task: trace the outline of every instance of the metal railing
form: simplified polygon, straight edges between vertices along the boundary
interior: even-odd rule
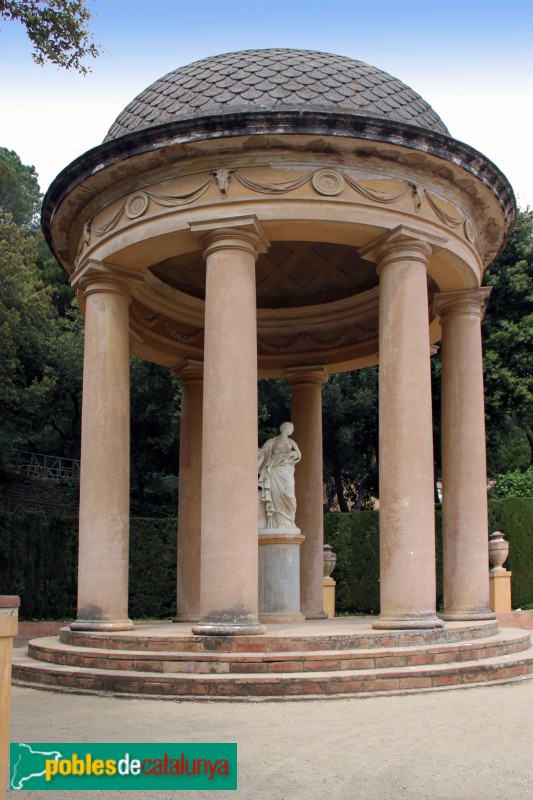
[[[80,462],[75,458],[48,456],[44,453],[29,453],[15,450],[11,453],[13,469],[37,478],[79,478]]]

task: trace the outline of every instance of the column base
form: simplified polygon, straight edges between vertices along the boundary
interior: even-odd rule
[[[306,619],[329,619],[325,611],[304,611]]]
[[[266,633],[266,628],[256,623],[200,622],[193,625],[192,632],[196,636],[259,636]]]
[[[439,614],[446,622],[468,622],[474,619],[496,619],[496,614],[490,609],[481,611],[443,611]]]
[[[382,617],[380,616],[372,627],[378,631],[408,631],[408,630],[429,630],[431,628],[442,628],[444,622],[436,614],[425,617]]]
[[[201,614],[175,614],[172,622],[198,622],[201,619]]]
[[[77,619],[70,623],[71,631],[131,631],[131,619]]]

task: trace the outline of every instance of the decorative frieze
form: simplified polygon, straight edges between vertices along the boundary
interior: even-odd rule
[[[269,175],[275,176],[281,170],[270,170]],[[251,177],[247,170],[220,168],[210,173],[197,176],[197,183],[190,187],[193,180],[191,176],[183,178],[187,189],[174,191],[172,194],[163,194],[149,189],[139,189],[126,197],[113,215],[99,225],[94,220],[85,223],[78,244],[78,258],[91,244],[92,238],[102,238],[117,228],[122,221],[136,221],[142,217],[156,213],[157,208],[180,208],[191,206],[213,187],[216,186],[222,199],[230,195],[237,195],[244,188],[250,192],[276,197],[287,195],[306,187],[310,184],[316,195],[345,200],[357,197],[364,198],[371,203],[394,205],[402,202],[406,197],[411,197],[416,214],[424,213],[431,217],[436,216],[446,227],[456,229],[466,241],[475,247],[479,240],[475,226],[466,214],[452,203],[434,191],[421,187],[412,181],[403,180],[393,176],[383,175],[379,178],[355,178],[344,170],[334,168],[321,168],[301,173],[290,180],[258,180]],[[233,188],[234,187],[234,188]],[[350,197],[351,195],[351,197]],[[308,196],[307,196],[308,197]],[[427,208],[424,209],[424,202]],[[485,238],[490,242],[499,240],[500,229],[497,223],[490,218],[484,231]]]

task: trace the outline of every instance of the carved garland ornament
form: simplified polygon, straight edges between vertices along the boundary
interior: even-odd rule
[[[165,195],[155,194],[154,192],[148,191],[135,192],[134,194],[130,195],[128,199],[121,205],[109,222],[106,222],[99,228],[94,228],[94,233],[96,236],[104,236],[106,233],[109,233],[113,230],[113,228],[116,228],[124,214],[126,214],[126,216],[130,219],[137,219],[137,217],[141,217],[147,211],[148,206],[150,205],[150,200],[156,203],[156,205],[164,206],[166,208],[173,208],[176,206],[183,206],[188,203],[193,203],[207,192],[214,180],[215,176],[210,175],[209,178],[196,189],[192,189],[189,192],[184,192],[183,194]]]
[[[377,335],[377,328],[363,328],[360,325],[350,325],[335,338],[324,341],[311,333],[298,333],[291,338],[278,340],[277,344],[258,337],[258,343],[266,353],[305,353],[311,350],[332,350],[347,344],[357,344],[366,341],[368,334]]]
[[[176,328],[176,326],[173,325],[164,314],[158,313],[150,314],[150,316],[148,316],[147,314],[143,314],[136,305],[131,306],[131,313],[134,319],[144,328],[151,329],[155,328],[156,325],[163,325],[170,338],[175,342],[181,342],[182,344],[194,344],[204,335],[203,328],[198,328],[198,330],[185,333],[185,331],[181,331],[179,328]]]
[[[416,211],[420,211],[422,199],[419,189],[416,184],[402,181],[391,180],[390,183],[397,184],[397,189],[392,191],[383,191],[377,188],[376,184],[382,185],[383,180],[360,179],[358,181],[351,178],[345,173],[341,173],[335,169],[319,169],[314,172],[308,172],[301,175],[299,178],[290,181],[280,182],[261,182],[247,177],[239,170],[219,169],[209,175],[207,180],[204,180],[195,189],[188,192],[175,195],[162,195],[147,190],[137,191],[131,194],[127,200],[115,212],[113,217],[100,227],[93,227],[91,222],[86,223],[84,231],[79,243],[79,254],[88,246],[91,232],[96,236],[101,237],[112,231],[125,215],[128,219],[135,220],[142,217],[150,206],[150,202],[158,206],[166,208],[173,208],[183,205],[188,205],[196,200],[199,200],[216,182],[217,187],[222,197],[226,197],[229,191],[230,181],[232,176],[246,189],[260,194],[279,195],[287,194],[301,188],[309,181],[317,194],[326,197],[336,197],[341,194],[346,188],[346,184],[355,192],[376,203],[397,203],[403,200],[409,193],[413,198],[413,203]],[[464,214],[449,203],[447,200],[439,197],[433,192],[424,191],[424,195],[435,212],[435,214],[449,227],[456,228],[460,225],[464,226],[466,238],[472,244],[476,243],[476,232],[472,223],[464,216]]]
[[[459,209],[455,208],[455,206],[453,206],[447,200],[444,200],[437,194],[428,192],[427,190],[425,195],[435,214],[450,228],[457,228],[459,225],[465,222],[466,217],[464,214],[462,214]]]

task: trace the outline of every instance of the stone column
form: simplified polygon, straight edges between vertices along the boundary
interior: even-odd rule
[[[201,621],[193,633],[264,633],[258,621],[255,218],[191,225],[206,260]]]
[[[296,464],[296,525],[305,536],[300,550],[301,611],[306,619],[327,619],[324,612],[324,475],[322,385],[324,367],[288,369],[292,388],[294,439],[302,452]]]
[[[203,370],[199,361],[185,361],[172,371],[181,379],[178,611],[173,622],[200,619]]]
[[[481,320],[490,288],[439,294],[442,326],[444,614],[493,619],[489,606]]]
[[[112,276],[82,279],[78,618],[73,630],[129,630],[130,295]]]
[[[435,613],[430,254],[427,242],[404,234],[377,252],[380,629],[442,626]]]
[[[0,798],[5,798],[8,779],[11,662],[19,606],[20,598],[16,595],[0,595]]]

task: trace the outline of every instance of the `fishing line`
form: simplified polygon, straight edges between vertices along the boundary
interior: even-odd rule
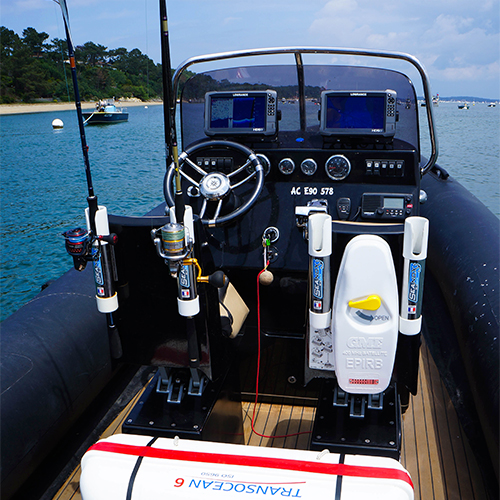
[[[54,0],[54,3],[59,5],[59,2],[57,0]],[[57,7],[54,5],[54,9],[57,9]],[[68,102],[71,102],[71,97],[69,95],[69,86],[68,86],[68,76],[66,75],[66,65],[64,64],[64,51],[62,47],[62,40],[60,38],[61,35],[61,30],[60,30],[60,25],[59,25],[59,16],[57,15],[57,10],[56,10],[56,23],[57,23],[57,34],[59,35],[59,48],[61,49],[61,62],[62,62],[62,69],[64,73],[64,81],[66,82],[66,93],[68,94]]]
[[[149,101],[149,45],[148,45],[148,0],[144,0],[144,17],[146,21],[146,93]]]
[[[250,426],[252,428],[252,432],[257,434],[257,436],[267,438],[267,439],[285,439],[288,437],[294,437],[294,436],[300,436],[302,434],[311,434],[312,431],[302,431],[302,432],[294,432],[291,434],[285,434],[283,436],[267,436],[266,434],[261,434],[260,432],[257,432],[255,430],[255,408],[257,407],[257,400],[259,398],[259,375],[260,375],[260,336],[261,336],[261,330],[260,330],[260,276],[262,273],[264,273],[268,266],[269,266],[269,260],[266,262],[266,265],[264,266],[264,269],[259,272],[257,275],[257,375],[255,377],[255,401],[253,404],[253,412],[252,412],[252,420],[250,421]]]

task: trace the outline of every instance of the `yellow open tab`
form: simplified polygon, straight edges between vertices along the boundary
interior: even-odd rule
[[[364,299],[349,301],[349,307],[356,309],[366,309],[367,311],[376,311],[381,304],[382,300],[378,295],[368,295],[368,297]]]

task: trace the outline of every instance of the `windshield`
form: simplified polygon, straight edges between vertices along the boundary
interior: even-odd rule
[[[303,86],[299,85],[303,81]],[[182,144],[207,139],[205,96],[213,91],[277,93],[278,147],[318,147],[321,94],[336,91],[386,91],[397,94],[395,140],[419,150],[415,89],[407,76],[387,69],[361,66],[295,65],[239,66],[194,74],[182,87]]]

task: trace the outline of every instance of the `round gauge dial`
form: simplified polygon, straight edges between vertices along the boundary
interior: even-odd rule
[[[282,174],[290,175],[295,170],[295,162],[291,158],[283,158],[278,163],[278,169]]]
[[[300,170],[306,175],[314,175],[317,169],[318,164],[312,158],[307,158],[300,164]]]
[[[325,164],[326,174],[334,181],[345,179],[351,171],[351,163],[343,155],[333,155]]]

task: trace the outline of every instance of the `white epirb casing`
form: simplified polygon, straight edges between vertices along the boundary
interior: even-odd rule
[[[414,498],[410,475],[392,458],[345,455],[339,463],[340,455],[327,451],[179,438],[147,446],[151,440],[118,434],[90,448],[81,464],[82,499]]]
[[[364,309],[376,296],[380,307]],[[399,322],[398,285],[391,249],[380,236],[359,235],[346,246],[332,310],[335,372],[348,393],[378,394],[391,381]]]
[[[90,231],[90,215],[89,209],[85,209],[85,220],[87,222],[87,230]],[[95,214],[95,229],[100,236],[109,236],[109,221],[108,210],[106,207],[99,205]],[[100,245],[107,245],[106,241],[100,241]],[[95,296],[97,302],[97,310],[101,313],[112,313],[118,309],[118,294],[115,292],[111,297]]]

################

Activity ▸ Show the lines in the entries above that include the string "column".

Finished task ▸
task: trace the outline of every instance of the column base
task: trace the outline of every instance of the stone column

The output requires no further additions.